Copy each line in the data below that contains the word "hair".

⁂

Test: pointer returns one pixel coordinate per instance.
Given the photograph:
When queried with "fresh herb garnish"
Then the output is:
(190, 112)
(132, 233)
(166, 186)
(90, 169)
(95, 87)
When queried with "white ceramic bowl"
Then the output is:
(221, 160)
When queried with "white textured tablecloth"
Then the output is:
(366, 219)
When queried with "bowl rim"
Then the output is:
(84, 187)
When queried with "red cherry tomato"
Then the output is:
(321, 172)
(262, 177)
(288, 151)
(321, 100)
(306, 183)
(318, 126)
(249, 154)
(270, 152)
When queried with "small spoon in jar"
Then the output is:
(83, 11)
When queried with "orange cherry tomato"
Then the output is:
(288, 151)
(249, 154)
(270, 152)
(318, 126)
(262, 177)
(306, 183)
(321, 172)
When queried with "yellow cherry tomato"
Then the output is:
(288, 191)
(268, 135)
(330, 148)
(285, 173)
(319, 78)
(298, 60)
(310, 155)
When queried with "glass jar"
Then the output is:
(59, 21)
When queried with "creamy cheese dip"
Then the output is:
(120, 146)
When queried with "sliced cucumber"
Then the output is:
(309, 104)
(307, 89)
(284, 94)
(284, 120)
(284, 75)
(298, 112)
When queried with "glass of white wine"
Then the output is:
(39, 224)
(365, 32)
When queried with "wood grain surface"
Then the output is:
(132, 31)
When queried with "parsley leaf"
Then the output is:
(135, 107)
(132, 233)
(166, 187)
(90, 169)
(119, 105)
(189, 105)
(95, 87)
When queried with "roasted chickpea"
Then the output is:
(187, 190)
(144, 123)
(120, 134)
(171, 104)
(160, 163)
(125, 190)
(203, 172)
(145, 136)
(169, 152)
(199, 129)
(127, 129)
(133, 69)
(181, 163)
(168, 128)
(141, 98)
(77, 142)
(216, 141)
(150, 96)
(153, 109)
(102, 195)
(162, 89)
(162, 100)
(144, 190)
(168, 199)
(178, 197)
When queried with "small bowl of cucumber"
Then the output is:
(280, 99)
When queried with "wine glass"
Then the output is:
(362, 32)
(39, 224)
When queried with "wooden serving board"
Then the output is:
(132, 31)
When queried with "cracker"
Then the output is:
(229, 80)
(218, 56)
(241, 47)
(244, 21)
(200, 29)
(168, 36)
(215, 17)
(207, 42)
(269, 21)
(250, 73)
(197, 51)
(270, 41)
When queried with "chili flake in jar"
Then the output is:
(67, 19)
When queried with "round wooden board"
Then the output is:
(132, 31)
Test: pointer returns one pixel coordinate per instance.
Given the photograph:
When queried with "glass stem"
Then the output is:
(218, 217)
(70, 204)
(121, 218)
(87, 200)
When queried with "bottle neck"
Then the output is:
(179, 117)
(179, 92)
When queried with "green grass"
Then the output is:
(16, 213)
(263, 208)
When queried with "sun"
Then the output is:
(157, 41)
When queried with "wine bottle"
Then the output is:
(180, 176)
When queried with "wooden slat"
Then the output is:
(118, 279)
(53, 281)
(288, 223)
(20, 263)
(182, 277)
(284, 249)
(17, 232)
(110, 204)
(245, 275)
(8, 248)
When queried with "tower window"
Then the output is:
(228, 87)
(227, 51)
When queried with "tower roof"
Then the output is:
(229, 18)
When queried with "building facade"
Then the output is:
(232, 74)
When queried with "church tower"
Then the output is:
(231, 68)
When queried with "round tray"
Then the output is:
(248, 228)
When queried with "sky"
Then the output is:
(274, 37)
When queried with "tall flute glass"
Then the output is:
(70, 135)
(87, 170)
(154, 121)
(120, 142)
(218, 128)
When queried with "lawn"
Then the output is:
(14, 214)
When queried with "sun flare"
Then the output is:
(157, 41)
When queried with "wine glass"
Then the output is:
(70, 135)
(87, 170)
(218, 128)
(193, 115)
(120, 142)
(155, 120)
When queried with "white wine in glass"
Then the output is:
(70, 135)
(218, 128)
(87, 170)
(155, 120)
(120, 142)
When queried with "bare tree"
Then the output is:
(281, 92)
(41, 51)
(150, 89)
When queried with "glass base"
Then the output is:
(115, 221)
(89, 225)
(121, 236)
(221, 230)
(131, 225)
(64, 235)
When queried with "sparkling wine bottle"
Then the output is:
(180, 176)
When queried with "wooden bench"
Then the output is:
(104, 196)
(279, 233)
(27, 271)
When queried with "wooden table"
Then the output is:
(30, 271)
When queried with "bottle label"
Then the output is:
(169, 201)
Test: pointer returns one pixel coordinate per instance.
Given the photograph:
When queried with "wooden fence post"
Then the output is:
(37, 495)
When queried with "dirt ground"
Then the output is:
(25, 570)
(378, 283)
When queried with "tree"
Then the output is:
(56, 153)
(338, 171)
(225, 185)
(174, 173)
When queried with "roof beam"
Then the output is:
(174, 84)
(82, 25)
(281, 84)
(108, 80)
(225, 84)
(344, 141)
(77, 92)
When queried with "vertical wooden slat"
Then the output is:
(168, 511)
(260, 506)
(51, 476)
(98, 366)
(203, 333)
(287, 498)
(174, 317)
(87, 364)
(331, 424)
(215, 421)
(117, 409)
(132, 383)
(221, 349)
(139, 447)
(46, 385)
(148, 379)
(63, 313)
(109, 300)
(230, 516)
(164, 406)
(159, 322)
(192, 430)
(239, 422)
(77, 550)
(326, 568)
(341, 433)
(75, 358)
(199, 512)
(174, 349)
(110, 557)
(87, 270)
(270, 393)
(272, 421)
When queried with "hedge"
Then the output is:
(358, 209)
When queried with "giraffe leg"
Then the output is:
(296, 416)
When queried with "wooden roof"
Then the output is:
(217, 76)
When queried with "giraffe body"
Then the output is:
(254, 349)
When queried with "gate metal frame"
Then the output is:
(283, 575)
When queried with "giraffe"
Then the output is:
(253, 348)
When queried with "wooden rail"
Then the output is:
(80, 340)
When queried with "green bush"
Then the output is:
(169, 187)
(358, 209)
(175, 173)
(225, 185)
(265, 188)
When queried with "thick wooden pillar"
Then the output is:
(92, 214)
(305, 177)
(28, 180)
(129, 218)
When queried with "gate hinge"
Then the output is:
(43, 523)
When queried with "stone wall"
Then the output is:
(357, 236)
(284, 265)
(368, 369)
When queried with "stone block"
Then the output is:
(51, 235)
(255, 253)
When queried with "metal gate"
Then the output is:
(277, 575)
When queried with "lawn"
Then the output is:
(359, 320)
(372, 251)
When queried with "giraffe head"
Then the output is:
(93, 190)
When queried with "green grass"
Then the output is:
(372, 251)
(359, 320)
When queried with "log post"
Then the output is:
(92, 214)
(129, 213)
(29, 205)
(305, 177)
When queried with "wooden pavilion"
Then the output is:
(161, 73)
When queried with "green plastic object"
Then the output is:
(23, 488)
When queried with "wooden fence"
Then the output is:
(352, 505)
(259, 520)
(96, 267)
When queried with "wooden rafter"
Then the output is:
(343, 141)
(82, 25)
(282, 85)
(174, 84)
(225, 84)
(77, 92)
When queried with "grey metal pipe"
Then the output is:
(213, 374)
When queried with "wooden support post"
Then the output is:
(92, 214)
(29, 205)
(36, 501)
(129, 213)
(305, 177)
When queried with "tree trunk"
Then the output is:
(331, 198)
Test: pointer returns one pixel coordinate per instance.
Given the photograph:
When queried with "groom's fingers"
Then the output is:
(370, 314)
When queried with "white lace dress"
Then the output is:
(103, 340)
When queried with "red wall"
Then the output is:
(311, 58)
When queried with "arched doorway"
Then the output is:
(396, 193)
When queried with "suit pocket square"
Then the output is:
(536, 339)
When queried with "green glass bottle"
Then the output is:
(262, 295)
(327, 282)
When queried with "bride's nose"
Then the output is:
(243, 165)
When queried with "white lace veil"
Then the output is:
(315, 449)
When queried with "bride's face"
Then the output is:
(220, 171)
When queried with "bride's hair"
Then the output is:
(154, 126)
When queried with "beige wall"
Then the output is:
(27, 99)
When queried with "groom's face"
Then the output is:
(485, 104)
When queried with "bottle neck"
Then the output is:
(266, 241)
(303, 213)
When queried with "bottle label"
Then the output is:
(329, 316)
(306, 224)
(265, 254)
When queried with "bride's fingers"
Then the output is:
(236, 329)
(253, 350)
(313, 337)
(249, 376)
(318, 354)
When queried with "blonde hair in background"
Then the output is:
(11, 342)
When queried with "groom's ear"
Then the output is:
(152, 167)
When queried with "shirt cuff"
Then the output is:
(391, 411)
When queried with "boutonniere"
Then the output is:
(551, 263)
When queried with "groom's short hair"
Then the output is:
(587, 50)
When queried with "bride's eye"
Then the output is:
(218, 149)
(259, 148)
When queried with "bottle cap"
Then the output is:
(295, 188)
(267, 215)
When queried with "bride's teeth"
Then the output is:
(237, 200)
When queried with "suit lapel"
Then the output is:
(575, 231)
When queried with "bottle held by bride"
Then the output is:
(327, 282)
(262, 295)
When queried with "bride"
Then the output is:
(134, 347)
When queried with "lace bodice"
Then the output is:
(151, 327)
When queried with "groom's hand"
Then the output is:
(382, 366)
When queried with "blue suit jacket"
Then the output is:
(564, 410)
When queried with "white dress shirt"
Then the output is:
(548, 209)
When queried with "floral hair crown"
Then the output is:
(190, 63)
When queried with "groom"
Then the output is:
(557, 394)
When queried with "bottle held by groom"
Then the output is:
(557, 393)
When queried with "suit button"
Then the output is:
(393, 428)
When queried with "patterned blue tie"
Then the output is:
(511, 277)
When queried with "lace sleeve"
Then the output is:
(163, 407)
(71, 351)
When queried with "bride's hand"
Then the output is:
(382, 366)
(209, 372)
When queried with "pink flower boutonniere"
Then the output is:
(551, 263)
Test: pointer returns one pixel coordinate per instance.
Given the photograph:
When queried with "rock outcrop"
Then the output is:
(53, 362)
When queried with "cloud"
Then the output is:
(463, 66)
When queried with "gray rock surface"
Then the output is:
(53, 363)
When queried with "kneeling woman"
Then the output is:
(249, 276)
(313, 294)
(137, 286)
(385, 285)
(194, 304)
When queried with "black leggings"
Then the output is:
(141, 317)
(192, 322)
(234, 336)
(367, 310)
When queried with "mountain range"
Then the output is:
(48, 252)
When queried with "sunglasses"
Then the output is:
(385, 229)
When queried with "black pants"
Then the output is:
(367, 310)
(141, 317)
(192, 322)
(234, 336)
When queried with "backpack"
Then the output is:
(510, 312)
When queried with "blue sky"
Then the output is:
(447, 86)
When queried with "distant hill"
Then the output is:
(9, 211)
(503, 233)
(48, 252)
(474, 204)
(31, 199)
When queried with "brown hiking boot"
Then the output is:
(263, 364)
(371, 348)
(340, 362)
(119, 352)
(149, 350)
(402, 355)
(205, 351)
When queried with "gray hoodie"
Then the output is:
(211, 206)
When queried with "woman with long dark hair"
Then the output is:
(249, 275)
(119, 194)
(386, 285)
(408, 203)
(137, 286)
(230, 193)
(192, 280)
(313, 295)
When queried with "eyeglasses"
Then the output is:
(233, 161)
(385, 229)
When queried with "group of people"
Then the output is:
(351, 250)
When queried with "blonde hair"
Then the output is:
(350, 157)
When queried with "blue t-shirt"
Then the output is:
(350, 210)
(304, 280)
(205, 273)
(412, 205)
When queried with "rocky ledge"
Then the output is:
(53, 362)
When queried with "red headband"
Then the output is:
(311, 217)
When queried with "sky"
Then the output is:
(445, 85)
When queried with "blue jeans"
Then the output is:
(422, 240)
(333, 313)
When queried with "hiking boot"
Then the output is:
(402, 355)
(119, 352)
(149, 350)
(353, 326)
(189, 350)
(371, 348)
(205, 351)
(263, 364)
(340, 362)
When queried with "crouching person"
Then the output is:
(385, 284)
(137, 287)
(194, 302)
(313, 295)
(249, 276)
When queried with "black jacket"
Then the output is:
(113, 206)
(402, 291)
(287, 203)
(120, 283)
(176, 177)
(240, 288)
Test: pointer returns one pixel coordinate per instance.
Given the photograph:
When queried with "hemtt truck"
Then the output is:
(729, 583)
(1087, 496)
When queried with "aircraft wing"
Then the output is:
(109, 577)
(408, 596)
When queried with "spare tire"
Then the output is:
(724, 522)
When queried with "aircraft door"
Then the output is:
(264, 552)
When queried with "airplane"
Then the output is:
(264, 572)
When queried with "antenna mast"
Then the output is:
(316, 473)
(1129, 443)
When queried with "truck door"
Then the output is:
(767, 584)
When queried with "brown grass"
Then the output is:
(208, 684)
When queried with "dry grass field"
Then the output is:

⁂

SOLVED PROBLEM:
When queried with "bride's hair"
When queried with "blonde hair in background"
When queried with "groom's short hair"
When queried with "floral hair crown"
When queried with "woman with long dark hair"
When queried with "blonde hair"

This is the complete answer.